### What needs to be done
Everything from the top of the data below through the line with "Category: black car roof" should be duplicated exactly, and nothing past it.

### Task input
____________________

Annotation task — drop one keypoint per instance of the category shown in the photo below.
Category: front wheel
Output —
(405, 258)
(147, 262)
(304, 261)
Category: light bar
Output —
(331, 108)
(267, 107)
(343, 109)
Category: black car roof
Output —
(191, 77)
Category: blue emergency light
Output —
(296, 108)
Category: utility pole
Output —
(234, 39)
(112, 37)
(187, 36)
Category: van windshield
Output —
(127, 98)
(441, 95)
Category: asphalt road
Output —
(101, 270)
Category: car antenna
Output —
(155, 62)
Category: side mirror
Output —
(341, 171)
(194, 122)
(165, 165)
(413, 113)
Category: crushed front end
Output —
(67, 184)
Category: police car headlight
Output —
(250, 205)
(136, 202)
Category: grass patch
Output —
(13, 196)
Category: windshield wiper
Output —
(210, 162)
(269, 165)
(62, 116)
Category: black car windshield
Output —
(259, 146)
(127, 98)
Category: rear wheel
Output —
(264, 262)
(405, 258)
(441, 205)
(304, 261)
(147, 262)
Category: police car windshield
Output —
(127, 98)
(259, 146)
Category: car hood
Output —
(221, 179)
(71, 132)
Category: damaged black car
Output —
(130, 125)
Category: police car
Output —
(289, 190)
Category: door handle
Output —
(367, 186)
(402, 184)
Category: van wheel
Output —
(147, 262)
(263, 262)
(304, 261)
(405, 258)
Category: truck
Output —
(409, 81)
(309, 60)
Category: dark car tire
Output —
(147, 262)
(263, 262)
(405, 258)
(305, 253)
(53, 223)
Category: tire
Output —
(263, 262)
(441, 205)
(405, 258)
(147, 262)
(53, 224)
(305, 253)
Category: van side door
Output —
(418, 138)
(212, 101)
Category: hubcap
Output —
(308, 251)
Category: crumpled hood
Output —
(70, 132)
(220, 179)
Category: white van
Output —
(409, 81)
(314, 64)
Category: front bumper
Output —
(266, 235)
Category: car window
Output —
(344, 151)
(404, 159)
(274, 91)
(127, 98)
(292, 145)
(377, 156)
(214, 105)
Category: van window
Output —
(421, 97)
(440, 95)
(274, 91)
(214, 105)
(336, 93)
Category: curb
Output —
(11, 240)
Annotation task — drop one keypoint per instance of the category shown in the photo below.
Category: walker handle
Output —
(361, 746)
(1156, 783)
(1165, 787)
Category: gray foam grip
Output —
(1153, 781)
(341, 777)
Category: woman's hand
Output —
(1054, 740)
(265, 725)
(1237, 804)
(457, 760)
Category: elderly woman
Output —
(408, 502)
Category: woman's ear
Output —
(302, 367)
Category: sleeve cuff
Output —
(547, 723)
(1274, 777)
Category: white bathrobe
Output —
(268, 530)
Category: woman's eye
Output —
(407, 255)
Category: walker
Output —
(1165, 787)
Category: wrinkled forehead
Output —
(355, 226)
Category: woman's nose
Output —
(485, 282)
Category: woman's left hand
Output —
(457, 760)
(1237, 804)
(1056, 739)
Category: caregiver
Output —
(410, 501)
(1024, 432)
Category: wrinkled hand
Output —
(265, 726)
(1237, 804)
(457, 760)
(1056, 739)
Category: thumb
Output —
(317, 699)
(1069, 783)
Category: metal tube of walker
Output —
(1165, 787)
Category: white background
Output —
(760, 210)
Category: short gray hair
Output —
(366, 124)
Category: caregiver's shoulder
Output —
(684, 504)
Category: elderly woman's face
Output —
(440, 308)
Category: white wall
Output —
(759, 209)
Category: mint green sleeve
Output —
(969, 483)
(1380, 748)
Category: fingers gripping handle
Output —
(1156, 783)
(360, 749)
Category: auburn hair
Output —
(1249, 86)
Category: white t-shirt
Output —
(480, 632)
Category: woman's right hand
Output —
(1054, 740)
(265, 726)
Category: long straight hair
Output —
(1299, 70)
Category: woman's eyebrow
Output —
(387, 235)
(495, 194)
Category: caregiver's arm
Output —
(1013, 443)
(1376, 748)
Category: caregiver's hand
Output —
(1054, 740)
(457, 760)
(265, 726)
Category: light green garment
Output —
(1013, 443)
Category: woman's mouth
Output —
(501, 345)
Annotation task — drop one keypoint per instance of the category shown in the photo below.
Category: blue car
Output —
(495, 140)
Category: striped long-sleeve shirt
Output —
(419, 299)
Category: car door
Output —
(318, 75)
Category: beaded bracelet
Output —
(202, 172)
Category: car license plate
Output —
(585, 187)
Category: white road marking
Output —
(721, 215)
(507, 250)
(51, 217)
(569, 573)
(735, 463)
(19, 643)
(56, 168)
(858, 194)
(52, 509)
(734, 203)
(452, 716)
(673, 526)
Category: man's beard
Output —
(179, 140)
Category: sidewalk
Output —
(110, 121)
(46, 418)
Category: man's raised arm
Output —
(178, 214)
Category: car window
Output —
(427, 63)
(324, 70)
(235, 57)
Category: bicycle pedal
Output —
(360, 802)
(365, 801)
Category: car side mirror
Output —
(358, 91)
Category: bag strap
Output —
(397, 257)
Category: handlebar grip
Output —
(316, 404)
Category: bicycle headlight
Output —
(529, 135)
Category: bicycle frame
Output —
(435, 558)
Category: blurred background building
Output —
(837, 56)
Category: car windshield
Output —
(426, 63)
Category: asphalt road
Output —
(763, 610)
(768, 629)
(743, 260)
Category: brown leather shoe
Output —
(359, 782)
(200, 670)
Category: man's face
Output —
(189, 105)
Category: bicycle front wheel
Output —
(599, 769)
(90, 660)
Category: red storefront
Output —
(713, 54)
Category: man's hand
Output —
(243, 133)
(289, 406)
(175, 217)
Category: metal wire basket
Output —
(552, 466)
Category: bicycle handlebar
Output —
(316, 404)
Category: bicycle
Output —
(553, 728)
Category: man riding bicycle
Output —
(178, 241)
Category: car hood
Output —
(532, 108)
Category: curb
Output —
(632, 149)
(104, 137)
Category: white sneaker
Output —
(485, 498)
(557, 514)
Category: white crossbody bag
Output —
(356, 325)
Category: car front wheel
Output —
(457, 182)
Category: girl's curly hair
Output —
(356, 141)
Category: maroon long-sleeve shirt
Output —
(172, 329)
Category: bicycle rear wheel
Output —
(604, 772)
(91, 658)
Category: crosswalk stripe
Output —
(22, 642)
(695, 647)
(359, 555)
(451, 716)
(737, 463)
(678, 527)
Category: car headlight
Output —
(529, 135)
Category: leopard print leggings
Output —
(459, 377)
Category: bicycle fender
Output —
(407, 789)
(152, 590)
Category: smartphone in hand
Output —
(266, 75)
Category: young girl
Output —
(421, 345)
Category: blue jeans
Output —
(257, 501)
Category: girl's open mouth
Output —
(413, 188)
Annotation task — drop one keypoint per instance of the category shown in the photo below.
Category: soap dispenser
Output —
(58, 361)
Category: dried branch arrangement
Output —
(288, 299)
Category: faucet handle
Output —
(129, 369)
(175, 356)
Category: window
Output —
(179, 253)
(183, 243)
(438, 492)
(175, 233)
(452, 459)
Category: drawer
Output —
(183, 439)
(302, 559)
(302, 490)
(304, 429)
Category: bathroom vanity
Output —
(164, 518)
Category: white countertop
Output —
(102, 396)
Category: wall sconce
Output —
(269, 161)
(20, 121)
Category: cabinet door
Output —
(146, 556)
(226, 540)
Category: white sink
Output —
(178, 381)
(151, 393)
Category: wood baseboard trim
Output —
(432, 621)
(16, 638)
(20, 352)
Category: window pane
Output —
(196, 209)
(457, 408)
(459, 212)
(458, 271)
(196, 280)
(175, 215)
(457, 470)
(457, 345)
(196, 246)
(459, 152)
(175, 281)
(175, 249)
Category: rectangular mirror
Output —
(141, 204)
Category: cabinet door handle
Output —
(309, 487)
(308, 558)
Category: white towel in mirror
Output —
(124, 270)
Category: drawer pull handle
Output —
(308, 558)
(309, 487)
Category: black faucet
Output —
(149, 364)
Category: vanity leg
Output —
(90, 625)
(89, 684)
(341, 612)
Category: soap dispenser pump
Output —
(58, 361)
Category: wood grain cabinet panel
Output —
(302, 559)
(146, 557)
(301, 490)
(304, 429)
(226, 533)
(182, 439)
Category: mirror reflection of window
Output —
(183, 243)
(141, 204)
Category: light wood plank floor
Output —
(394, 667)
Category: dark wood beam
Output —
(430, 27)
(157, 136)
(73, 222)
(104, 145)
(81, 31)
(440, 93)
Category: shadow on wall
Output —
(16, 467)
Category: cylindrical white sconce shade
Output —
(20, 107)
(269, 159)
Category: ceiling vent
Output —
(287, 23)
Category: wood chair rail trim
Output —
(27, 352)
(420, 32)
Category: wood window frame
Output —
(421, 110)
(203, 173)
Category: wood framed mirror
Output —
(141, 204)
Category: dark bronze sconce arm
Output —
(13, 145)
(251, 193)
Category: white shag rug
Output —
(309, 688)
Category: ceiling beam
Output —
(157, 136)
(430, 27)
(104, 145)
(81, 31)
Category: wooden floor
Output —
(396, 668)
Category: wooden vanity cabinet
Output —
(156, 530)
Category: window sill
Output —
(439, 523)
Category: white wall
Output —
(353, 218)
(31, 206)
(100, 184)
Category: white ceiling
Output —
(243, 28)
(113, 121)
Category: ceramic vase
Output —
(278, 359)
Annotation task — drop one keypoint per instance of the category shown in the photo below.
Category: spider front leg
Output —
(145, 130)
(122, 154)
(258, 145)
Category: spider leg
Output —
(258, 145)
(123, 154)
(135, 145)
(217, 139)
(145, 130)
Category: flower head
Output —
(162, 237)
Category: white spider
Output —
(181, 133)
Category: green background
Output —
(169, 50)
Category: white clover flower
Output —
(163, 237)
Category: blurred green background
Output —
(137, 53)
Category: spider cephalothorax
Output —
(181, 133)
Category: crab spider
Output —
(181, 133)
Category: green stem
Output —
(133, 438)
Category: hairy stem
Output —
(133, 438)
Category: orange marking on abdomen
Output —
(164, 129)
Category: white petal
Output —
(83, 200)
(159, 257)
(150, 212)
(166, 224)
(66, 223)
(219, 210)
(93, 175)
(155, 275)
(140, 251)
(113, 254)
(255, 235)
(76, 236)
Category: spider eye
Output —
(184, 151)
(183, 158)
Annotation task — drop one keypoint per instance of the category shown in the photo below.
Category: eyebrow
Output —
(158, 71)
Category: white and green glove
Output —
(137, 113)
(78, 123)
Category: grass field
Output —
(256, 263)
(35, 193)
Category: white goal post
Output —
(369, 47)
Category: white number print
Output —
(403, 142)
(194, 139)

____________________

### Solution
Annotation task — drop one keypoint per instance of the category shown in the photo below.
Category: front wheel
Output —
(405, 258)
(147, 262)
(304, 261)
Category: light bar
Output —
(331, 108)
(267, 107)
(343, 109)
Category: black car roof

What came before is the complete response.